== Exercise prompt ==
Copy the data word for word, keeping every line.

---- Supplied material

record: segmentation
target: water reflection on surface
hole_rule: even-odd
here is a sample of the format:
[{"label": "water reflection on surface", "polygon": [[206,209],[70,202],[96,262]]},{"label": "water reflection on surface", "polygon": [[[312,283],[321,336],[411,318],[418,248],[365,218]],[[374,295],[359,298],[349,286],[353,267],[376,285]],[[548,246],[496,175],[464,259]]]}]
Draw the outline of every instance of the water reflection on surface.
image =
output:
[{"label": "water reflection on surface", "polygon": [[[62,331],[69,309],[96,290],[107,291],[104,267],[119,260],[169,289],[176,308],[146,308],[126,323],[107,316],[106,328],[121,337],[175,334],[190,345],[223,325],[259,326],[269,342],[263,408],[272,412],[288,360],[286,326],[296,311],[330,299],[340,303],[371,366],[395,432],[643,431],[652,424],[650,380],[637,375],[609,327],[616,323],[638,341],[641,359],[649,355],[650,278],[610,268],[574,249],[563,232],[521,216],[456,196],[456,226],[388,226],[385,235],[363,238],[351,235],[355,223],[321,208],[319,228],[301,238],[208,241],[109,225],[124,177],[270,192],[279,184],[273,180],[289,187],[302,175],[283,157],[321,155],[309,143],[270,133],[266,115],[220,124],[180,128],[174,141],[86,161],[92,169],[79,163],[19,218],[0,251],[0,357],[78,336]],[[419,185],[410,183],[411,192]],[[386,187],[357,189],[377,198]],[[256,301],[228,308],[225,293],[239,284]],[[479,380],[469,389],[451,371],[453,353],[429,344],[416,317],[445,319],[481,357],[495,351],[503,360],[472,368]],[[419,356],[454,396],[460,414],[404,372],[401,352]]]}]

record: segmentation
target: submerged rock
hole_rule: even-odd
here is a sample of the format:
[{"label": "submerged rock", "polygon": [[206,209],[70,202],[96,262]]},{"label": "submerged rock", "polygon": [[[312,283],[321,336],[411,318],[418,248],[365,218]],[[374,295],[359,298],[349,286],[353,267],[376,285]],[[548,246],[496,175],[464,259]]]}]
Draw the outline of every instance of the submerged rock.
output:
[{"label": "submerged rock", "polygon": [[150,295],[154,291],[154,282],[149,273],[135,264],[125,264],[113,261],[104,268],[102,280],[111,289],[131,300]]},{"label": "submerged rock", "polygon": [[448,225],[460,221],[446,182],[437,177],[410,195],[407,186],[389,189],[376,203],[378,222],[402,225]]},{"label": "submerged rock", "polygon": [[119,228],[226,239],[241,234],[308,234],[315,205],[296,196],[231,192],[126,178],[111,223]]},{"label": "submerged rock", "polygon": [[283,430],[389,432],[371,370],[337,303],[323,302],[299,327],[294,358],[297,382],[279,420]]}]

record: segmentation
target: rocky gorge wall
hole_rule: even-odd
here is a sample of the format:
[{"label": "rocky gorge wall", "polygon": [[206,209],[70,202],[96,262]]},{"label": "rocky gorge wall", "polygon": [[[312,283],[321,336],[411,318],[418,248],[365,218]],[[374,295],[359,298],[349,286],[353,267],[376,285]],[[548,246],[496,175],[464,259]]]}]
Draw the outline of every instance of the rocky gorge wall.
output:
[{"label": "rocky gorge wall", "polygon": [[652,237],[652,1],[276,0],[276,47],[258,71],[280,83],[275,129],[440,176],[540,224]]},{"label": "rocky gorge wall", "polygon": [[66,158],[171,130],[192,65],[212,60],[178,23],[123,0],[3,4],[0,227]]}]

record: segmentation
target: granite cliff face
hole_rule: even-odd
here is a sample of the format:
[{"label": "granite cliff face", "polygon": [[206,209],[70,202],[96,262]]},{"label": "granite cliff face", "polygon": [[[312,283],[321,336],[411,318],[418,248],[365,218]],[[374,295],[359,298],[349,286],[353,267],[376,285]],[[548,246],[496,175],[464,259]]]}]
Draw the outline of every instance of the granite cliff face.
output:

--------

== Output of the exercise ==
record: segmentation
target: water reflection on surface
hole_rule: even-odd
here is a sample of the format:
[{"label": "water reflection on surface", "polygon": [[206,209],[70,202],[96,262]]},{"label": "water reflection on surface", "polygon": [[[312,283],[321,336],[411,318],[418,248],[365,218]],[[374,295],[359,298],[349,286],[353,267],[376,285]],[[548,246],[496,175],[464,259]]]}]
Draw the outline of every instance of the water reflection on surface.
image =
output:
[{"label": "water reflection on surface", "polygon": [[[62,331],[69,309],[96,290],[107,291],[104,267],[119,260],[169,289],[176,308],[146,308],[126,323],[107,316],[106,328],[121,337],[175,334],[190,345],[223,325],[259,326],[269,342],[263,408],[272,412],[288,360],[286,326],[296,311],[330,299],[340,303],[371,366],[395,432],[643,431],[652,424],[650,380],[637,375],[609,327],[616,323],[638,341],[641,359],[649,355],[650,278],[610,268],[574,249],[563,232],[521,216],[456,196],[456,226],[388,226],[385,235],[363,238],[351,235],[355,223],[321,208],[319,228],[301,238],[208,241],[109,225],[124,177],[270,192],[279,184],[273,180],[289,187],[302,175],[283,157],[321,155],[309,143],[270,133],[266,115],[220,124],[180,128],[174,141],[86,161],[92,169],[79,163],[19,218],[0,251],[0,357],[78,336]],[[419,185],[410,183],[411,192]],[[386,187],[357,189],[377,198]],[[256,301],[228,308],[225,293],[239,284]],[[479,380],[469,389],[451,371],[453,353],[429,344],[416,317],[445,319],[481,357],[495,351],[503,360],[472,368]],[[419,356],[454,396],[460,414],[404,372],[401,352]]]}]

record: segmentation
target: submerged rock
hole_rule: even-odd
here is a sample of the format:
[{"label": "submerged rock", "polygon": [[206,209],[70,202],[96,262]]},{"label": "submerged rock", "polygon": [[[312,283],[321,336],[411,318],[418,248],[365,218]],[[374,295],[359,298],[349,286],[353,267],[376,285]],[[548,246],[496,175],[464,259]]]}]
Draw the outline of every instance of the submerged rock.
output:
[{"label": "submerged rock", "polygon": [[150,295],[154,291],[154,282],[149,273],[135,264],[125,264],[113,261],[104,268],[102,280],[111,289],[131,300]]},{"label": "submerged rock", "polygon": [[448,225],[460,221],[446,182],[437,177],[410,195],[407,186],[389,189],[376,203],[378,222],[402,225]]},{"label": "submerged rock", "polygon": [[119,228],[226,239],[241,234],[308,234],[315,205],[296,196],[231,192],[126,178],[111,223]]},{"label": "submerged rock", "polygon": [[283,430],[389,432],[371,370],[337,303],[323,302],[299,327],[294,358],[297,382],[279,420]]}]

record: segmentation
target: rocky gorge wall
hole_rule: even-odd
here is a sample of the format:
[{"label": "rocky gorge wall", "polygon": [[206,209],[70,202],[96,262]]},{"label": "rocky gorge wall", "polygon": [[[312,283],[321,336],[411,318],[418,248],[365,218]],[[374,295],[359,298],[349,286],[353,267],[376,285]],[[548,246],[496,175],[464,259]]]}]
Draw the outline of every instance of the rocky gorge wall.
output:
[{"label": "rocky gorge wall", "polygon": [[652,237],[652,1],[276,0],[276,47],[258,71],[280,83],[275,129],[440,176],[540,224]]},{"label": "rocky gorge wall", "polygon": [[66,158],[171,130],[192,65],[212,60],[178,23],[123,0],[3,4],[0,227]]}]

record: segmentation
target: granite cliff face
hole_rule: even-odd
here is a sample of the format:
[{"label": "granite cliff face", "polygon": [[206,209],[70,202],[96,262]]},{"label": "granite cliff face", "polygon": [[[312,283],[321,336],[411,318],[418,248],[365,218]],[[374,295],[359,298],[349,286],[353,267],[376,285]],[[548,246],[496,175],[464,259]]]}]
Draw the outline of every instance of the granite cliff face.
output:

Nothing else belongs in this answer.